● Exercise details: Print the records below exactly; all of them are needed.

Items from a dataset:
────

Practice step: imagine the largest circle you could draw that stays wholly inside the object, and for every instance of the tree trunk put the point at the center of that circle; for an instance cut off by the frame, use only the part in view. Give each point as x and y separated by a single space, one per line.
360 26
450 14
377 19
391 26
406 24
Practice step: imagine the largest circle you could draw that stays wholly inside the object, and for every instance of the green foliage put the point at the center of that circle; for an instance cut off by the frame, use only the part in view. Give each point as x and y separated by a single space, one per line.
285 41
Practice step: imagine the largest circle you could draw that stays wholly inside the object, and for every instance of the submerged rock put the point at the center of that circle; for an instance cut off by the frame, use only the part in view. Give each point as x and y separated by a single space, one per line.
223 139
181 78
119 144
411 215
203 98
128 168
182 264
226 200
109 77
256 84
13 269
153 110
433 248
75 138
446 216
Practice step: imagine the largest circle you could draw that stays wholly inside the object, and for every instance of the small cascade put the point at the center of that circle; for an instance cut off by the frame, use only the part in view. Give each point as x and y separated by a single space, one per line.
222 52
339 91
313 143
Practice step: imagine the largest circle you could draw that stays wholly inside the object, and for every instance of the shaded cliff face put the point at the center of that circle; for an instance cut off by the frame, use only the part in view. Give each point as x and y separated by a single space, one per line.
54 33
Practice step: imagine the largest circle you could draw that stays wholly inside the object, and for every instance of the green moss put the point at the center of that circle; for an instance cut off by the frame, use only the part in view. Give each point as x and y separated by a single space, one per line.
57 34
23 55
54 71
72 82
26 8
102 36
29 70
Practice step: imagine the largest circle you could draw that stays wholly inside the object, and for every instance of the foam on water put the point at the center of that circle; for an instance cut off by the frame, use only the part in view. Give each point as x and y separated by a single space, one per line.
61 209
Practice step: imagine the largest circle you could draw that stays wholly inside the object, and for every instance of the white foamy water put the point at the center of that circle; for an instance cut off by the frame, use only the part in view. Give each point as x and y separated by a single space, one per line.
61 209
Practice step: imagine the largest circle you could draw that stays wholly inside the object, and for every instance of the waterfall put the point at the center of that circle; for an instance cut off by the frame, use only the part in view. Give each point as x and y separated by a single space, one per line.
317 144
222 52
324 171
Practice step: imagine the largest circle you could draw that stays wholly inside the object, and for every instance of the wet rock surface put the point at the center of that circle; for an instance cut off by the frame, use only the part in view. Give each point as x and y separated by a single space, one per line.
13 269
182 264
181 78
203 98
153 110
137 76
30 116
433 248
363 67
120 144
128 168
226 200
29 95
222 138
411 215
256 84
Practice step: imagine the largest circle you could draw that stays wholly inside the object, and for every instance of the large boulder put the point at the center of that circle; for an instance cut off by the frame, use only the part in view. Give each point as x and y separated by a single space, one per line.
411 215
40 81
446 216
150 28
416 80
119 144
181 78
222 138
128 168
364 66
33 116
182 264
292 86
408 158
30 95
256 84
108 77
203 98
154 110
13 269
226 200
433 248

────

● Solution to this problem:
Practice step: imagine the largest circle you could draw that stays wholly inside the object, and for every instance of the tree trunk put the point at the center of that circle; for an instance cut off by the frame, use only the part in view. Give each point as x and y separated by a single space, one per line.
360 26
450 14
377 19
391 26
406 24
Practice step: imagine the largest circle you could draw that stays wholly inside the object, and for every instance of the green foliage put the point at the center of that circle; for an instance cut off by the frame, use only the part in view. Give each point as x and y separated by a single space, one per line.
285 41
Practice step: imagine the largest circle you could draw that stays wholly inside the object, and for every instance of the submerged rock put the point at the center of that circle; for an instance cut off by the frame, use only the part in view. Give each point as x and y separated by a single space, one per line.
223 139
181 78
119 144
411 215
203 98
128 168
182 264
226 200
109 77
256 84
13 269
153 110
433 248
75 138
446 216
Practice step: imagine the largest circle you could draw that stays wholly inside the object, and for every instance of the small cascade put the point at the center of that circle; for an instance cut off by the frame, use only the part in view. Give each point as x and y separated by a single space, one per line.
222 52
339 91
313 143
Practice step: imagine the largest circle you could draw that stays wholly inside the object, and for every instance of the shaded cliff face put the point at the center of that circle; for an instance cut off by the frame, use only the part in view. Give each point as x and y separated by a single space, one per line.
54 33
Practice step: imagine the largest circle you could draw that stays wholly inside the object, and for every instance of the green moss put the point at the center of that circle; for an instance cut off by the frame, use only the part in view. Give each point as x and y separated by a single space, one per line.
57 34
23 55
54 71
72 82
26 8
102 36
29 70
Practice step: imagine the largest circle you could draw that stays wholly inside the object, and for every instance of the foam on water put the point at the center of that circle; for an instance cut off by the frame, use only the part in view. Give each point as x and y separated by a single space, one per line.
61 209
Practice step: imagine the largest circle you could draw that stays wholly inside the object, and for every instance of the white foamy water put the point at the center of that circle; for an instance cut off by the frame, use only the part in view. Give each point as x and y separated by a single space, one per line.
61 209
Practice step: imagine the largest circle you could draw that stays wholly inside the object, and for every instance of the waterfall put the point at the center of that circle; for an instance cut off by the frame, use only the part in view. Give each point as x and y separated by a single space, one per line.
317 144
222 52
324 171
Practice step: imagine the largest circle you could draw that stays wholly inside the object, and for every instance of the wet rock surface put the point at the center of that circle; for an instance cut off by the frame, use only the part in view. Give each point as x and y separated by a single space, one per line.
13 269
182 264
181 78
203 98
153 110
137 76
30 116
433 248
363 67
120 144
128 168
226 200
29 95
222 138
411 215
256 84
Practice step: imagine the largest circle you could draw that stays wholly inside the object, and for every instance of the large boulder put the point at the center of that circle; for an instance cut off by the frame, use only the part in view. Give each point as x and y separated by a single space, one per line.
411 215
40 81
446 216
150 28
416 80
119 144
181 78
222 138
128 168
364 66
33 116
182 264
292 86
408 158
30 95
256 84
108 77
203 98
154 110
13 269
226 200
433 248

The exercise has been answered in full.